The entries below should be given again exactly, minus their pictures.
>>>
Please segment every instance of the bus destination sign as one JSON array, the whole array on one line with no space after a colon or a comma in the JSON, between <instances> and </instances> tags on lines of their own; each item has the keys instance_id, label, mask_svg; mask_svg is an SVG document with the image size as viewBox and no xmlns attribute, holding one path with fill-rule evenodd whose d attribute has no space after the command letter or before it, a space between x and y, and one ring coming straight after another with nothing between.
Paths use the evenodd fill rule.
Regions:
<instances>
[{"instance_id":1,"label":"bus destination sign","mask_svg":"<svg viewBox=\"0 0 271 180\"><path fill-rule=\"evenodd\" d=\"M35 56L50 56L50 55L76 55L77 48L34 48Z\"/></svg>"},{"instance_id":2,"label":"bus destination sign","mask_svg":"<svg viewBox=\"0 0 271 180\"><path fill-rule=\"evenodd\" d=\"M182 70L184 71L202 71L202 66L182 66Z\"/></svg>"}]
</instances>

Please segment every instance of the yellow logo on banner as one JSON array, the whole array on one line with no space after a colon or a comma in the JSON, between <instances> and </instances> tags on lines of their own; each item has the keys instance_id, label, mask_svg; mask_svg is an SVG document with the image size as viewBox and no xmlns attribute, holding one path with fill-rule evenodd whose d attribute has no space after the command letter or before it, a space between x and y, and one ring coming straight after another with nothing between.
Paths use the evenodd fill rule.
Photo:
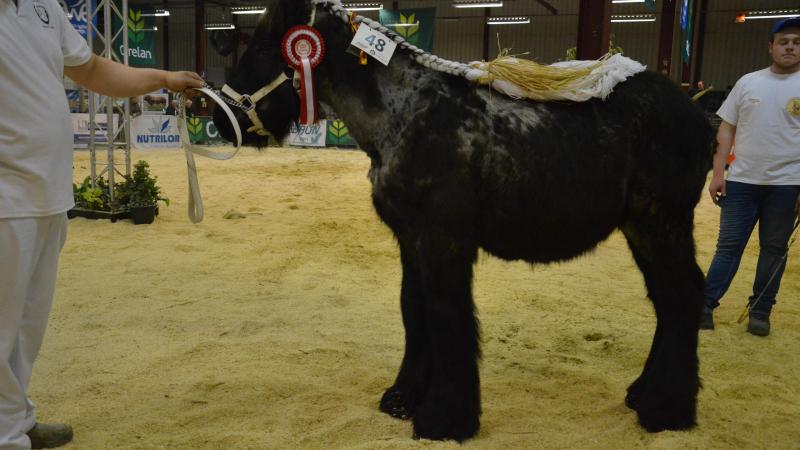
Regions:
<<<
### ANSWER SECTION
Please segment every instance of the bus destination sign as one JSON array, the whole array on one line with no space after a colon or a comma in the JSON, between <instances> and </instances> tags on lines of their own; each item has the keys instance_id, label, mask_svg; mask_svg is an SVG document with the image size as viewBox and no xmlns attribute, holding one path with fill-rule evenodd whose d attribute has no space after the command letter or before it, a space between x and y, and one ring coming straight after another with nothing between.
Paths use the evenodd fill rule.
Regions:
<instances>
[{"instance_id":1,"label":"bus destination sign","mask_svg":"<svg viewBox=\"0 0 271 180\"><path fill-rule=\"evenodd\" d=\"M35 56L50 56L50 55L76 55L77 48L34 48Z\"/></svg>"},{"instance_id":2,"label":"bus destination sign","mask_svg":"<svg viewBox=\"0 0 271 180\"><path fill-rule=\"evenodd\" d=\"M182 70L184 71L202 71L202 66L182 66Z\"/></svg>"}]
</instances>

Please segment every instance of the yellow logo on banner as one JSON array, the whole array on one line with no space after a colon or a comma in the JSON, between <instances> and </instances> tags on lines of their own; each item has the keys instance_id, label, mask_svg; mask_svg is an SVG document with the image size as viewBox and no xmlns attribute, holding one path with fill-rule evenodd whose d attribute has no space after the command letter or before it, a space between x and y, and one ring coming straight after another with nothing between.
Paths use the evenodd fill rule.
Photo:
Regions:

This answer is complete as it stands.